[Saved entries]
————————

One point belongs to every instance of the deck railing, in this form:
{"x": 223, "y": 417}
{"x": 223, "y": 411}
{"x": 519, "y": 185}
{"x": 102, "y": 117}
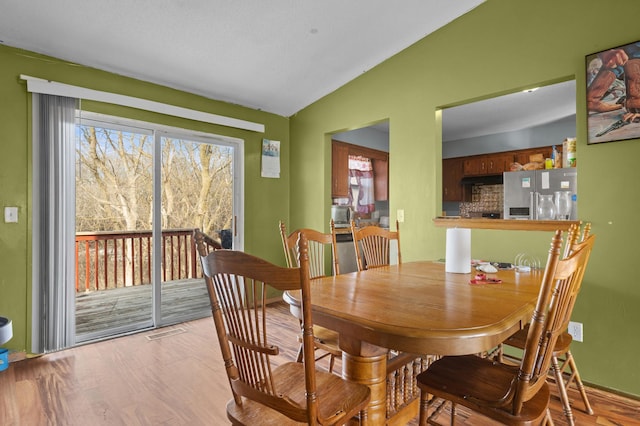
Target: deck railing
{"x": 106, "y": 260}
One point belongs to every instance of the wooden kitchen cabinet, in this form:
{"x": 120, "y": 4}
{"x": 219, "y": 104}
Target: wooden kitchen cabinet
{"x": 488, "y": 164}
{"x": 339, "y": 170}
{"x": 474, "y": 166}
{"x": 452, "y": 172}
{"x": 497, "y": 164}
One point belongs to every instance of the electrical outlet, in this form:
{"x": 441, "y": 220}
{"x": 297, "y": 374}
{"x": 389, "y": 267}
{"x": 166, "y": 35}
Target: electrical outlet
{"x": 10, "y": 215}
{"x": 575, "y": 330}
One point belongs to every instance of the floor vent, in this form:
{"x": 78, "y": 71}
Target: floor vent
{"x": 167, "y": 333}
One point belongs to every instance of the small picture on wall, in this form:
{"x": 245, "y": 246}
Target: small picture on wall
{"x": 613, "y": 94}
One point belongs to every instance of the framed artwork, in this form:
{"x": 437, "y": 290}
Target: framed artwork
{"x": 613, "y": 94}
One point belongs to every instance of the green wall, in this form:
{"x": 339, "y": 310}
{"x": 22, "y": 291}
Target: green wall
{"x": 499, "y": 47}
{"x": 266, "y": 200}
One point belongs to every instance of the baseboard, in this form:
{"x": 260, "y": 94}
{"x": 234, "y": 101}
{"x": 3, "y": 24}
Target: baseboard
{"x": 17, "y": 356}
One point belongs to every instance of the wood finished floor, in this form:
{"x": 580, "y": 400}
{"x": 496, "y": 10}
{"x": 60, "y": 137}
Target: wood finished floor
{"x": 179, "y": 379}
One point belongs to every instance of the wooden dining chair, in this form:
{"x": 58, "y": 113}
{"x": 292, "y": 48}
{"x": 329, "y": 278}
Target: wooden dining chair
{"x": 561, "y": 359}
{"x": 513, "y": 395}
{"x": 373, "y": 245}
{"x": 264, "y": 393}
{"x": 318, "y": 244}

————————

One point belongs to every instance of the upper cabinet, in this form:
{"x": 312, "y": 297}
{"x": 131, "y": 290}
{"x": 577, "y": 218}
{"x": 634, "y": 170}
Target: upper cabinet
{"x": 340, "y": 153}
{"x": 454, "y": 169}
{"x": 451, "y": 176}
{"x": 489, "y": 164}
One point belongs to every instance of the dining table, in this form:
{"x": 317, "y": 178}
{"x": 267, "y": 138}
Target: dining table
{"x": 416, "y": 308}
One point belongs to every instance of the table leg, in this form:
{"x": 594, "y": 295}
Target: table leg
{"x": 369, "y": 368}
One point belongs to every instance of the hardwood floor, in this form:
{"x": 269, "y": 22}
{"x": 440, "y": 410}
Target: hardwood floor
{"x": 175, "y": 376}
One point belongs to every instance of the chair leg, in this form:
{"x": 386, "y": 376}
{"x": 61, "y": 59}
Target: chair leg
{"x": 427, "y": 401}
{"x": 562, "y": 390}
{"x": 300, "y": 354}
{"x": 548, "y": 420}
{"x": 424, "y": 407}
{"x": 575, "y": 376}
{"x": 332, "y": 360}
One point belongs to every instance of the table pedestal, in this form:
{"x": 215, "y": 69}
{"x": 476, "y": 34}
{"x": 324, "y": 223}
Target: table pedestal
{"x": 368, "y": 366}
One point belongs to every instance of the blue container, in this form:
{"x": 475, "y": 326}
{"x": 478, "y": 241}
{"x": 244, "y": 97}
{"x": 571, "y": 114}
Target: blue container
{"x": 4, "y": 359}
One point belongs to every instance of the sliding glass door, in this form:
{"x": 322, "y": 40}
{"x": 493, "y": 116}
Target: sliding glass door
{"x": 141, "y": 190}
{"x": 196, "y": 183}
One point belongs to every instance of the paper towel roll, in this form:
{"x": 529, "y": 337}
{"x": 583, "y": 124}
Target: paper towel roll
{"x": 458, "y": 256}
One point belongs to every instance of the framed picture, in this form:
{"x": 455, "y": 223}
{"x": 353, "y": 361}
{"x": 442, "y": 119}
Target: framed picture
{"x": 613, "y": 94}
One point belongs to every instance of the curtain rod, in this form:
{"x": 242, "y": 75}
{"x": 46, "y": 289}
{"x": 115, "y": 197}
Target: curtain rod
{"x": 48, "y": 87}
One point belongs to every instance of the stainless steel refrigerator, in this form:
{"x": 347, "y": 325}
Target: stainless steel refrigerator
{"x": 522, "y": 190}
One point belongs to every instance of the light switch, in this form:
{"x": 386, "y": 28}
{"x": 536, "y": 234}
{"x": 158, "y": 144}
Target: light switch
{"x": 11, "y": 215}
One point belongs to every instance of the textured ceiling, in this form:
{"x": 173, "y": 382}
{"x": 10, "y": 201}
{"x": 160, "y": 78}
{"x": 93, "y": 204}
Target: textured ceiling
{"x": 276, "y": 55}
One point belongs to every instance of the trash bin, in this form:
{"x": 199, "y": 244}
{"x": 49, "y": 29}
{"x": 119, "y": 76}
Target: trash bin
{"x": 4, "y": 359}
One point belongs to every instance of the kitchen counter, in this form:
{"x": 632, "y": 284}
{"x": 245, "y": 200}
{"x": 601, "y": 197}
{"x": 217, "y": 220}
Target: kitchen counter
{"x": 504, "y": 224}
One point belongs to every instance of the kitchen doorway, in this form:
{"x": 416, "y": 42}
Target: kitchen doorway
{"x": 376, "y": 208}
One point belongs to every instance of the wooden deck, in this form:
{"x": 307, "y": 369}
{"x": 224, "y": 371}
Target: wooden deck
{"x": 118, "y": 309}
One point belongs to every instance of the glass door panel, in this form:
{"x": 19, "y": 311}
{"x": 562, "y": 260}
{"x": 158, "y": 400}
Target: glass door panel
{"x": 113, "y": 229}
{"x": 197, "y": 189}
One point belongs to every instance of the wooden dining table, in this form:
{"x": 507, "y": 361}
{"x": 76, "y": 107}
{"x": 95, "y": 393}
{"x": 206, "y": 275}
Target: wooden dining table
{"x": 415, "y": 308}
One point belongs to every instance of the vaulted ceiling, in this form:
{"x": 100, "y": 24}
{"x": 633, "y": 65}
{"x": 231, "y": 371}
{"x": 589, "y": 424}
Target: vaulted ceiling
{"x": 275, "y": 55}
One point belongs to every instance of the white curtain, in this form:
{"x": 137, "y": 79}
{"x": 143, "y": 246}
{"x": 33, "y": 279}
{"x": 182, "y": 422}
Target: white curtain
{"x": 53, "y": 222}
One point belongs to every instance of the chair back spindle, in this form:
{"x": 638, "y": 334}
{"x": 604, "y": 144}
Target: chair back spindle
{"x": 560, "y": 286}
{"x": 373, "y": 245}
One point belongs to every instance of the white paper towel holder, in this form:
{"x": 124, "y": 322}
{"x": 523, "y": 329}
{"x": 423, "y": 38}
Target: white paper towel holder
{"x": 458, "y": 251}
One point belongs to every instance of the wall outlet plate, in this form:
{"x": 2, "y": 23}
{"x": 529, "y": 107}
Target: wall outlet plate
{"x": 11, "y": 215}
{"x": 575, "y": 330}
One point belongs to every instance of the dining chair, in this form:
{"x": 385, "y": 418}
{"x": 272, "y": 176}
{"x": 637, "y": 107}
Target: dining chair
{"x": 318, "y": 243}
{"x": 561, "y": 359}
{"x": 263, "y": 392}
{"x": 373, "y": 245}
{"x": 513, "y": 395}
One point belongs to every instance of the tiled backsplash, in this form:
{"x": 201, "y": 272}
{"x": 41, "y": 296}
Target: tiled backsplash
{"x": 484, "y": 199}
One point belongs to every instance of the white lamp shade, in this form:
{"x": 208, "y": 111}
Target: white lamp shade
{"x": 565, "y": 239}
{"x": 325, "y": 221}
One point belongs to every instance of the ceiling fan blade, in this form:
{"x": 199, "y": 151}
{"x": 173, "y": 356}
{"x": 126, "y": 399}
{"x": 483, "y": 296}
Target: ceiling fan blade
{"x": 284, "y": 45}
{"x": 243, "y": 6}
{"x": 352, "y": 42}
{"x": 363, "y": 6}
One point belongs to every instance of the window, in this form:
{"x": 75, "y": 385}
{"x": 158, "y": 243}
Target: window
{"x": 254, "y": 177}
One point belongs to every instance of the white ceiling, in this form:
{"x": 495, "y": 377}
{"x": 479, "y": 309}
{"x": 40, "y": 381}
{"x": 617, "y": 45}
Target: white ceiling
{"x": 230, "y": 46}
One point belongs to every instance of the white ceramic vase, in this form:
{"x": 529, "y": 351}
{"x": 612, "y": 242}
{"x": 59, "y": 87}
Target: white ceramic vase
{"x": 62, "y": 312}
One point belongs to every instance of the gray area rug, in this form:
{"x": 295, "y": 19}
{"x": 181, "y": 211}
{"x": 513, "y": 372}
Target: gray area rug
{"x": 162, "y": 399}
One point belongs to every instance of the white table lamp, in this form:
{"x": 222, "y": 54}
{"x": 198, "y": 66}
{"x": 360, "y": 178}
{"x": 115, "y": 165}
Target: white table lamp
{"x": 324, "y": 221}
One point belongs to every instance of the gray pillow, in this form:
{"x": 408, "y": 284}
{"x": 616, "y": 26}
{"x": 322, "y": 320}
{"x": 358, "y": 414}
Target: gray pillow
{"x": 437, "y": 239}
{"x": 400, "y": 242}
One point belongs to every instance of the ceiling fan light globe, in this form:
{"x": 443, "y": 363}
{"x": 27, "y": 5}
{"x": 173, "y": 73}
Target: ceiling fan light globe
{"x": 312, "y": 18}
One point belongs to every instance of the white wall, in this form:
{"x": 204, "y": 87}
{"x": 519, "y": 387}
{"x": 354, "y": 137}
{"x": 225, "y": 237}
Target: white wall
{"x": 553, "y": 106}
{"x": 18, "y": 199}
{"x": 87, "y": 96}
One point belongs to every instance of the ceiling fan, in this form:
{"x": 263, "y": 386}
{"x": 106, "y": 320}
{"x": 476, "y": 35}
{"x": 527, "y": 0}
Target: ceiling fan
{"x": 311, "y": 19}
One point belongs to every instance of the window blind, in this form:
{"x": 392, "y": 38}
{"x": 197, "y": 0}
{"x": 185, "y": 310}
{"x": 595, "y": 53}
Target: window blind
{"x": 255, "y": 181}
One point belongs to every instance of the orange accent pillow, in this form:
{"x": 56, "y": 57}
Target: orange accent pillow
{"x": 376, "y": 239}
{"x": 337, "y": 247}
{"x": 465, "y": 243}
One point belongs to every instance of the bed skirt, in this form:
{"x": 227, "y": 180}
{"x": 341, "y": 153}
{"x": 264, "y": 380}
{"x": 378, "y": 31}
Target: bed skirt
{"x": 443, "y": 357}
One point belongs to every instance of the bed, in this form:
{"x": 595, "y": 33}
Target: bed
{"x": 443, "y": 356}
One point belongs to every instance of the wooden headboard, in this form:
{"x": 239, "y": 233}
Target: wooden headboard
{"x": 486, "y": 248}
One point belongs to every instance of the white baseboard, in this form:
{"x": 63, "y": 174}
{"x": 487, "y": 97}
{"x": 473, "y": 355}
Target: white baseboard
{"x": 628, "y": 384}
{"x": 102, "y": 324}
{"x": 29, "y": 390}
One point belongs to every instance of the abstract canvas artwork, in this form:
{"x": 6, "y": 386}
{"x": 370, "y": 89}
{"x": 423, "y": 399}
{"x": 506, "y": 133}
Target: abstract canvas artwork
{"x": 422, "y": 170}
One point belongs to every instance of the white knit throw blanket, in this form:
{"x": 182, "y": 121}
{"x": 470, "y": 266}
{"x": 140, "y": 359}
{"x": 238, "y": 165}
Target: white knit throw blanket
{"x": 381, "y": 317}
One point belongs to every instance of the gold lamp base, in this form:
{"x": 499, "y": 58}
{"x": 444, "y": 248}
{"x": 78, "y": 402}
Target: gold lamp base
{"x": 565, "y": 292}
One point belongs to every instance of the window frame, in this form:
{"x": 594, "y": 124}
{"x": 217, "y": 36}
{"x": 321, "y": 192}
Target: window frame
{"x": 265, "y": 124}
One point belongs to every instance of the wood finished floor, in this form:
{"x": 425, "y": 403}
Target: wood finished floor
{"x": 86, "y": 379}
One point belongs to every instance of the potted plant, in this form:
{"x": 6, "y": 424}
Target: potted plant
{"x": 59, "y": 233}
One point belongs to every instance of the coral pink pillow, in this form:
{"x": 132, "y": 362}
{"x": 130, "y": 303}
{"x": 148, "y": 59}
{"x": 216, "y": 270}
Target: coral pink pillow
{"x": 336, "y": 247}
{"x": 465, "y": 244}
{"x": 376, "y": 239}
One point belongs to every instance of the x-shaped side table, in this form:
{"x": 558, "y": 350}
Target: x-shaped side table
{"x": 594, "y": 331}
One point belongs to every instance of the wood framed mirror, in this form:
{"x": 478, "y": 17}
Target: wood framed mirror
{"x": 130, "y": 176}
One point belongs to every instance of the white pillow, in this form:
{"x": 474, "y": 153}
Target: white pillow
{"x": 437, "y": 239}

————————

▸ **Direction**:
Gather every line of the records above that contains the string "headboard", matching case exactly.

▸ **Output of the task**:
One point belongs to every instance of the wooden headboard, in this form:
Target: wooden headboard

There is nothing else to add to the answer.